____ 読む抜粋

キリストが犠牲となられたのは、神の愛の結果であって、原因ではない。だが、愛する方々。私たちは、何のためらいもなく、この事実を告白する。すなわち、キリストの死は、このようなしかたで私たちを神がお取り扱いになることに関わっているのだ、と。天来の正義の数多の要求はかなえられなくてはならなかった。全世界をさばくお方[創18:25]は、公義を行なわなくてはならず、罪を罰さずにおくことはできない。私たち自身の良心もそれが真実だと承認する。いかなる罪人といえども、たといいかにかたくなになっていようと、その魂の奥底においては、それが真実であると知っている。だからこそ、罪人が死の床についているときに非常な苦悩をもたらすのは、今から自分が行く場所では、神によって自分の罪の罰が与えられると考えることなのである。さて、キリストが行なわれたことはこうである。御父はキリストにおいて私たちに、無限の正義の数多の要求を満足させるものを与えておられる。神は、神ご自身が義であり、また、イエスを信じる者を義と認める[ロマ8:26]ことがおできになる。私たちの《保証人》の上で死刑を執行した上で、神は宣言しておられる。この方を信じる者は、ひとりとして滅びることなく、永遠のいのちを持つ[ヨハ3:16]、と。おゝ、愛する方々。これがそうである。神がご覧になり、御子のうちに、ご自分の律法の要求が正当なものとされていること、ご自分の聖さに誉れが帰されていると見てとられること。これこそ、キリストの犠牲が私たちにもたらす結果の真髄そのものにほかならない!

 私の信ずるところ、この大いなる主、万物の正しい《審き主》は、ご自分の民に代わって苦しまれたことで、イエス・キリストをきわめて大きな喜びとともに眺めておられる。神は、キリストの苦しみによって、ご自分の聖さに誉れが帰されていることを見てとられる。イエスは、聖さを愛されたあまり、その聖さに疑いが差し挟まれるくらいなら死を望まれた。主はあまりにも真実、廉直、正義であられたため、神が少しでもご自分のみことばを破るか、ご自分の正義に違反するかするくらいなら、十字架上での死に甘んじようとされた。御父はキリストの大いなる犠牲を眺めて、それを非常に喜ばれた。なぜなら、そこでご自分の聖さに誉れと栄光が帰されているのを見てとられたからである。

________

取り組む課題:
キリストの犠牲についての文章のうち、「キリストが犠牲となられたのは」で始まり「真髄そのものにほかならない!」で終わる部分をそのまま書き写せ。 記録はこの文章と関係がない。

____ 提供された記録

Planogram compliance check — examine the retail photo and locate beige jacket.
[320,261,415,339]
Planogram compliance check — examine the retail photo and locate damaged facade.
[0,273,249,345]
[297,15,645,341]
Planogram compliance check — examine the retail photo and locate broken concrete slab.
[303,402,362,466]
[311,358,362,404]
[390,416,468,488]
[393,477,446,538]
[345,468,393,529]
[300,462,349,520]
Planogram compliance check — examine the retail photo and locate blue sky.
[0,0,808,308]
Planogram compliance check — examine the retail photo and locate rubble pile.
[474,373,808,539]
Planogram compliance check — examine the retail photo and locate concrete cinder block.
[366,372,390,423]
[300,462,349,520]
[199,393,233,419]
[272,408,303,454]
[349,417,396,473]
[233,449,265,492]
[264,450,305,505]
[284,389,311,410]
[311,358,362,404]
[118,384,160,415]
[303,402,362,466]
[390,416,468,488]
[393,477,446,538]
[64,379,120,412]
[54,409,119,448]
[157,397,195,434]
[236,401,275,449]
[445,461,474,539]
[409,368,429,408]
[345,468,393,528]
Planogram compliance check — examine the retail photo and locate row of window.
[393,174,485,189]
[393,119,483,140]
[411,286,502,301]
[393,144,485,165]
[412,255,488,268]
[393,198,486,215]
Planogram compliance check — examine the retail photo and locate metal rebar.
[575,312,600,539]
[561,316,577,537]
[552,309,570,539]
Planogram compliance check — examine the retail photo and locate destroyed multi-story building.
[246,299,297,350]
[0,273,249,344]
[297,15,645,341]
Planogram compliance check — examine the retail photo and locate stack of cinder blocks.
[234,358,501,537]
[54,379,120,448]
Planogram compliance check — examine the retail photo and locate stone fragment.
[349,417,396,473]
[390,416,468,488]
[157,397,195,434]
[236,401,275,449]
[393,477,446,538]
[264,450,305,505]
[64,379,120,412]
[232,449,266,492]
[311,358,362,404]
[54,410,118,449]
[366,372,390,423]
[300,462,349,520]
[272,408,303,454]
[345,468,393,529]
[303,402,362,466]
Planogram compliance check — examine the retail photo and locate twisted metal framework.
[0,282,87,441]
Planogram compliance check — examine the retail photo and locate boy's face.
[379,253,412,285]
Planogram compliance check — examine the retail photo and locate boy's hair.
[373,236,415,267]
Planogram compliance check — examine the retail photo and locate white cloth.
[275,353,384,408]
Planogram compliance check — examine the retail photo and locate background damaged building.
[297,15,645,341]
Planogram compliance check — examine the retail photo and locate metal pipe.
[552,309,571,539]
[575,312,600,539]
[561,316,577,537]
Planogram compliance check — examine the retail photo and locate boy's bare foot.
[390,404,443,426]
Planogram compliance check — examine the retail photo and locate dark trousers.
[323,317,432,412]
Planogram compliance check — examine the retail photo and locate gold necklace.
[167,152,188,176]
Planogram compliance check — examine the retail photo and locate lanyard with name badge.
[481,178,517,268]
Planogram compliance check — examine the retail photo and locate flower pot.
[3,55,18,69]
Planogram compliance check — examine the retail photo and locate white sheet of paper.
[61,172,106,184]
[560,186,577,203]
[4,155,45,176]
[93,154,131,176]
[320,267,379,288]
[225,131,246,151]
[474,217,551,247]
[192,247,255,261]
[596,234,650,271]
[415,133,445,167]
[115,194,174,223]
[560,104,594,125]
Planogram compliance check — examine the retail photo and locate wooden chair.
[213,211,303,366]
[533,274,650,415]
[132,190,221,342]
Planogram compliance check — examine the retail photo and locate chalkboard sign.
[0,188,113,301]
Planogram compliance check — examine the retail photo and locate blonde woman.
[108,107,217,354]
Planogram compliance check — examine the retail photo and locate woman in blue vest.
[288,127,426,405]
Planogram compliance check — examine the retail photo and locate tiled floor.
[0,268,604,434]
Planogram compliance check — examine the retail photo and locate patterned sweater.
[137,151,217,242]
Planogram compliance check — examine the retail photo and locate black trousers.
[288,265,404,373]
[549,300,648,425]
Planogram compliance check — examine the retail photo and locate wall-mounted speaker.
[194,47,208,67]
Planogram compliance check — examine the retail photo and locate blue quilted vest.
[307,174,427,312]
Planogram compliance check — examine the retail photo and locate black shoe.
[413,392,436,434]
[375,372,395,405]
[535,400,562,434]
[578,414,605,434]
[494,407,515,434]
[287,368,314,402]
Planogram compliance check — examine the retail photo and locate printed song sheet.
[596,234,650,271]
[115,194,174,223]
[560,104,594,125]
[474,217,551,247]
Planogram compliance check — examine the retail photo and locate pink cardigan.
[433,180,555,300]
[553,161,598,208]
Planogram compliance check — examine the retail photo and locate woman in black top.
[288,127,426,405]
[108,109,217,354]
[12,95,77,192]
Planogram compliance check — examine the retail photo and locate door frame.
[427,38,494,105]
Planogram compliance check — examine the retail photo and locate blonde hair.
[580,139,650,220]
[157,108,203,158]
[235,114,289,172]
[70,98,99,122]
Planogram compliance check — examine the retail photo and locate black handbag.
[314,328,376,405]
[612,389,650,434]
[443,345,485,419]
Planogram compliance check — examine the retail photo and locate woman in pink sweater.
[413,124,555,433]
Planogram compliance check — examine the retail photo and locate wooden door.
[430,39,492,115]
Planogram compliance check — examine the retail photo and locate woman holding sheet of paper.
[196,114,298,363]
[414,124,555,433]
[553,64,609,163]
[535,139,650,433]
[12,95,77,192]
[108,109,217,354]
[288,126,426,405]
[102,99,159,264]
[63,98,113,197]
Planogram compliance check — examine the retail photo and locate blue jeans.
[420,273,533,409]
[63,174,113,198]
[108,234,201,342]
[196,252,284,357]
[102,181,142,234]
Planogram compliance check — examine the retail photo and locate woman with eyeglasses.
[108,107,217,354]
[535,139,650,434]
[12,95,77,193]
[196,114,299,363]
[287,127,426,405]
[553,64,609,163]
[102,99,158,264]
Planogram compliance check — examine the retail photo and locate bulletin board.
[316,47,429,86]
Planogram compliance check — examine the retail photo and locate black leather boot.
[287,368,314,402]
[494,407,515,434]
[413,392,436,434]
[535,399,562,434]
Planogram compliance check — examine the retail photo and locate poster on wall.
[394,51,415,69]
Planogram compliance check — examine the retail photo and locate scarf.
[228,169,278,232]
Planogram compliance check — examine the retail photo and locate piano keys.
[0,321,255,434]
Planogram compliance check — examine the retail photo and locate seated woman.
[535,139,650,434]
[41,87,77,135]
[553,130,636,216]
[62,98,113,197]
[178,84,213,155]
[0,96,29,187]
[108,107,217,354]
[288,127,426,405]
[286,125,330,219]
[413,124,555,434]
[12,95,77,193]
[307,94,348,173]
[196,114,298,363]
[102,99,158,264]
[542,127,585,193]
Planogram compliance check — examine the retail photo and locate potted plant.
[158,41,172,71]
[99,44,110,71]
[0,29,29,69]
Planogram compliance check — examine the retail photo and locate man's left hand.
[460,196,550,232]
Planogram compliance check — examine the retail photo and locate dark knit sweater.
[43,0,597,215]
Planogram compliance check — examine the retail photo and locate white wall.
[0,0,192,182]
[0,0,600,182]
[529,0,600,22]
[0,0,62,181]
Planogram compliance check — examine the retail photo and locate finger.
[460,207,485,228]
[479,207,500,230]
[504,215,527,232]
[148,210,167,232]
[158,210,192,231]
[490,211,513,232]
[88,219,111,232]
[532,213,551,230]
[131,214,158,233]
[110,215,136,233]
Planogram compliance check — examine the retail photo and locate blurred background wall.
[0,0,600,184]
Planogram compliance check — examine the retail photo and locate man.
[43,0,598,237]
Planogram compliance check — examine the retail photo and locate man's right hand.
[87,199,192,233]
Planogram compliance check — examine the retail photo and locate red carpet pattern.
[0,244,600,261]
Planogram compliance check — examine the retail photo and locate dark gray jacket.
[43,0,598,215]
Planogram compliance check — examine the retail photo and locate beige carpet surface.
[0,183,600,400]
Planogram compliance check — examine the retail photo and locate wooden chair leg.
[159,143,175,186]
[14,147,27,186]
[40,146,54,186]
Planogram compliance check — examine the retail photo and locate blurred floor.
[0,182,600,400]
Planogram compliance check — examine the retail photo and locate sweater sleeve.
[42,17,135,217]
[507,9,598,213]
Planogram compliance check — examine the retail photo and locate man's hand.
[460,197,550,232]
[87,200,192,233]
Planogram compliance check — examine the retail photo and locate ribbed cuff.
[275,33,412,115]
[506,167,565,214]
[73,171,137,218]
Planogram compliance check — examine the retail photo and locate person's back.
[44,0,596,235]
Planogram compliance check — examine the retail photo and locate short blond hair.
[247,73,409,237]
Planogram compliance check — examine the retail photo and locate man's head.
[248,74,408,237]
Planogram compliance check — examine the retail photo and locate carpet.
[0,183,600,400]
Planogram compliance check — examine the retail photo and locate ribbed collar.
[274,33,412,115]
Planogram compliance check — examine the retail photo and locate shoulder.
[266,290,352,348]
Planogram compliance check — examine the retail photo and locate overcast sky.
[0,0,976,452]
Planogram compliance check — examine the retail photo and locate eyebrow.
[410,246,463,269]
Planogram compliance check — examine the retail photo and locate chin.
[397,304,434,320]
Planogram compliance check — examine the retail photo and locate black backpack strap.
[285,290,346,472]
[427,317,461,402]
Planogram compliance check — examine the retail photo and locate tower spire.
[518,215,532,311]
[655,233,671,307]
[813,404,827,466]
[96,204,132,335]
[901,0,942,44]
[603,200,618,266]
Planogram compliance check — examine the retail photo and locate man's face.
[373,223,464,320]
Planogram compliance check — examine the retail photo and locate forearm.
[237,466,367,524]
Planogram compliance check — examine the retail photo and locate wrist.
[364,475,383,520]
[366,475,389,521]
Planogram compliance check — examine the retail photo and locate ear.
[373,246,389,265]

________

演習の結果:
キリストが犠牲となられたのは、神の愛の結果であって、原因ではない。だが、愛する方々。私たちは、何のためらいもなく、この事実を告白する。すなわち、キリストの死は、このようなしかたで私たちを神がお取り扱いになることに関わっているのだ、と。天来の正義の数多の要求はかなえられなくてはならなかった。全世界をさばくお方[創18:25]は、公義を行なわなくてはならず、罪を罰さずにおくことはできない。私たち自身の良心もそれが真実だと承認する。いかなる罪人といえども、たといいかにかたくなになっていようと、その魂の奥底においては、それが真実であると知っている。だからこそ、罪人が死の床についているときに非常な苦悩をもたらすのは、今から自分が行く場所では、神によって自分の罪の罰が与えられると考えることなのである。さて、キリストが行なわれたことはこうである。御父はキリストにおいて私たちに、無限の正義の数多の要求を満足させるものを与えておられる。神は、神ご自身が義であり、また、イエスを信じる者を義と認める[ロマ8:26]ことがおできになる。私たちの《保証人》の上で死刑を執行した上で、神は宣言しておられる。この方を信じる者は、ひとりとして滅びることなく、永遠のいのちを持つ[ヨハ3:16]、と。おゝ、愛する方々。これがそうである。神がご覧になり、御子のうちに、ご自分の律法の要求が正当なものとされていること、ご自分の聖さに誉れが帰されていると見てとられること。これこそ、キリストの犠牲が私たちにもたらす結果の真髄そのものにほかならない!